• **Exercise aim**
Exactly as they appear, output all of the entries.

• **Listing**
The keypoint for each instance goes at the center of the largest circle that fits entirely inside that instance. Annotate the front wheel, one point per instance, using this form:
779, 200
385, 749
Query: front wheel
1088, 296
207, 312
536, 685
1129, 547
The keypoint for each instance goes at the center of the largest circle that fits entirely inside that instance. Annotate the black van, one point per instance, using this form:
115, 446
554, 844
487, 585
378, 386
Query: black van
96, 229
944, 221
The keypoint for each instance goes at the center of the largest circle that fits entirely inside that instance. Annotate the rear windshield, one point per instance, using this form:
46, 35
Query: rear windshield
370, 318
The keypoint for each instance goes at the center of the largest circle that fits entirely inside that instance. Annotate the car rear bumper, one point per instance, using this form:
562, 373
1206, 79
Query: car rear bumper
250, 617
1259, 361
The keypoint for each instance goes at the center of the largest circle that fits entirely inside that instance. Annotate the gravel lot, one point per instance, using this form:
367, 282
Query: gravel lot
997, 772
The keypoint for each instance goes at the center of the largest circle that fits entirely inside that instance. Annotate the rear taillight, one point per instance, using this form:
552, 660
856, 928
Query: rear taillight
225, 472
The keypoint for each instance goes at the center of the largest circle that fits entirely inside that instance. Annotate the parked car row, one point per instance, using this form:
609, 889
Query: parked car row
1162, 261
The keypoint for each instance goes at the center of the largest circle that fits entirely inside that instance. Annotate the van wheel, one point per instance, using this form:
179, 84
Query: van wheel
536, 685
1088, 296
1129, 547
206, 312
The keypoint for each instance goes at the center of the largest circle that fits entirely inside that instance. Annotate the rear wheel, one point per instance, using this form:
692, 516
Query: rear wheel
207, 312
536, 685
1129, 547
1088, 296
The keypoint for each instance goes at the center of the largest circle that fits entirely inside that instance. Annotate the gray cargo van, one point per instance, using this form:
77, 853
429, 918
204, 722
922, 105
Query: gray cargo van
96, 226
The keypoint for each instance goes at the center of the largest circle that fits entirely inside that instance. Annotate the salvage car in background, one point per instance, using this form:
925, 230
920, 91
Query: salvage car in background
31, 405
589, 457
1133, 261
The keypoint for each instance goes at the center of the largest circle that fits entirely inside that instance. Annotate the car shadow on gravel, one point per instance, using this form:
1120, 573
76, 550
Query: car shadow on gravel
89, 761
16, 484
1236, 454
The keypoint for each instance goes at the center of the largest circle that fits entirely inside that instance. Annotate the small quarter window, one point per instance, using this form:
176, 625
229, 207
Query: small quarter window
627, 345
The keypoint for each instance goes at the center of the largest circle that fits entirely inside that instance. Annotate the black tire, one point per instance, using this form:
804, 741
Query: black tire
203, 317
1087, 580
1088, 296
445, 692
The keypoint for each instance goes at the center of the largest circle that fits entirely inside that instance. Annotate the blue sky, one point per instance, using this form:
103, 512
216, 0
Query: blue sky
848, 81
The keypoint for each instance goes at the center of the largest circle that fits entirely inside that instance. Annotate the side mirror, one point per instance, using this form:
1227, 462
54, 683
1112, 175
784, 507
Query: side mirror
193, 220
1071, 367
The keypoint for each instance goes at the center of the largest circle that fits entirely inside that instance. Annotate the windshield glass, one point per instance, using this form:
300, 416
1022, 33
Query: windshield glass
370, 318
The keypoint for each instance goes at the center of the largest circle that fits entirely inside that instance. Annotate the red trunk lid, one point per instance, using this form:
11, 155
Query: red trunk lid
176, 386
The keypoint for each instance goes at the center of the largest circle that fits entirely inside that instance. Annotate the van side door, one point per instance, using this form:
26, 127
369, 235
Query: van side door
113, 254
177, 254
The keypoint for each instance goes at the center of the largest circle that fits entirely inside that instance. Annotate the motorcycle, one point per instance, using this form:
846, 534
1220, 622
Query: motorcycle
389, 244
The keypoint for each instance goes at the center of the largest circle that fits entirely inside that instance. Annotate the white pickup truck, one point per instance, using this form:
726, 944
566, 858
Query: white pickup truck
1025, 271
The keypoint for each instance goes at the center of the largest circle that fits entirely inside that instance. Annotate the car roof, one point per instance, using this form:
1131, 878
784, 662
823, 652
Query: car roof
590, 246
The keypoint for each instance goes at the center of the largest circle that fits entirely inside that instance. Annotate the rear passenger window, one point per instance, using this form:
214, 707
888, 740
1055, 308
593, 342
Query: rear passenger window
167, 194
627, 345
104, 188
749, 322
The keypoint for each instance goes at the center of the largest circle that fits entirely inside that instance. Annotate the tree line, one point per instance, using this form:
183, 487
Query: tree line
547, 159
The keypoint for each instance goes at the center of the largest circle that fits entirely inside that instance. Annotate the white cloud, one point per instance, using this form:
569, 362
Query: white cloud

• **Task solution**
The keypoint for each instance goes at the center of the largest circle that fits entirely inside that instance. Annotate the front wheel, one point per instance, using this form:
779, 200
385, 749
Query: front wheel
1088, 296
207, 312
536, 685
1129, 547
The keypoint for each instance goes at the center of the largest circle that fits entirely inside that instance. Annotate the black van, one point per instance, using this form:
115, 446
554, 844
487, 585
378, 386
Query: black van
96, 229
944, 221
The keypoint for each instance goes at the center of the largest circle that fits entirely inside that instance. Annotate the rear windshield, one point per instance, using this form:
46, 35
Query: rear windshield
370, 318
The keypoint for each instance goes at the center of the largest circle that fits entirely inside that instance. Annotate the car rear bumper, one point per instance, using this form:
562, 373
1206, 79
Query: car rear bumper
250, 617
1259, 361
The keypoint for each instance goes at the center of the largest circle that fits entirely inside that instance. Annotate the gravel lot, one point per instance, using this form:
367, 282
Query: gravel lot
997, 772
The keypoint for each instance goes at the center of the largest circle that fits entirely inside that instance. Annotate the rear taillight, one point per instance, using this form:
552, 660
856, 928
Query: rear taillight
225, 472
The keypoint for each instance goes at the center of the largest circle that fits entirely inside that instance. Annotate the parked car row, one point per instance, using this form:
609, 889
Query: parked car row
1162, 261
The keypoint for each instance goes at the center of the largest circle that fits entirely inside that instance. Annotate the van wheel, one point per instance, using this form:
179, 84
Query: van wheel
536, 685
1088, 296
1129, 547
206, 312
The keypoint for each instance goes at the center of the largest circle that fits entirely inside that instance. Annotate the rear wheel, one point per instance, using this form:
692, 516
Query: rear wheel
207, 312
536, 685
1129, 547
1088, 296
The keypoint for each instance goes at the center of the largest circle that fits entirely inside that instance. Annotate the gray cargo van, one point per instance, using this form:
77, 853
429, 918
204, 722
922, 105
Query: gray cargo van
96, 226
The keypoint for each instance goes at the center of the largest circle that fits entirely inside that instance. Annotate the salvage car in background, one point per instance, using this form:
925, 230
920, 91
Query: salvage car in background
31, 405
589, 457
1133, 261
The keypoint for each instance goes at the center of the largest circle that fits entirely inside that instance. Annotate the car shadow on gravel, one point per instance, using this form:
1120, 573
76, 550
Query: car shadow on gravel
89, 761
16, 484
1236, 454
The keypoint for each instance goes at the center of the largest circle that fits entirely inside that instance. Annotate the small quarter window, one point per instance, using this form:
176, 625
229, 207
Query: small quarter window
627, 345
The keypoint for each instance goes at the center of the largest circle that fits entirely inside that instance. Annotate the black tire, one point per instance, using this form:
804, 741
Query: black tire
203, 317
1087, 580
1088, 296
445, 692
The keypoint for each instance goes at the center of the largest circle that fits entirely inside that instance. Annotate the blue sky, one point per instance, using this form:
103, 512
216, 0
Query: blue sky
848, 81
The keypoint for each instance goes at the center of the largest circle that fits entirely inside that instance. Annotate the side mirror, one point per instance, using this form:
1227, 462
54, 683
1112, 175
784, 507
Query: side mirror
193, 220
1071, 367
The keypoint for each instance goes at the center of the largest circle that fits entirely inside that instance. Annotate the windshield glass, one point per instance, using this form:
300, 416
1022, 33
Query: windshield glass
370, 318
The keypoint for each instance goes at the center of the largest circle that fits entirely inside that instance. Annotate the red trunk lid, one point per instance, using this form:
11, 155
Query: red trunk lid
176, 386
The keypoint for each instance goes at the center of the largest circle that fits entirely inside that instance. Annotate the van side door, one point per instance, using this form:
26, 127
369, 235
Query: van side door
113, 254
177, 254
The keypoint for each instance goes at the center of the largest circle that fits entirely inside that instance. Annotate the motorcycle, one point per instance, using this form:
846, 534
1220, 622
Query: motorcycle
389, 244
The keypoint for each instance goes at the center of the largest circle that fits entirely inside that instance. Annotate the white pickup truck, one point per instance, using this form:
726, 944
566, 858
Query: white pickup truck
1025, 271
The keypoint for each instance goes at the center of the largest circle that fits entirely inside that instance. Annotate the car roof, one point per instance, using this form:
1131, 878
784, 662
823, 652
Query: car roof
590, 246
The keypoint for each instance goes at the center of the largest circle that fits entirely inside that instance. Annotate the rear passenger window, one point per instance, using this form:
214, 707
888, 740
1055, 308
593, 342
Query: rear passenger window
167, 194
627, 345
104, 188
749, 322
The keypoint for each instance goes at the center of the largest circle that fits entirely inside that instance. Annotate the tree line, one point per instance, using this form:
183, 487
Query: tree line
547, 159
The keypoint for each instance goes at the center of the largest circle that fits entirely inside that instance. Annotate the white cloud, one point per instance, using this form:
569, 362
Query: white cloud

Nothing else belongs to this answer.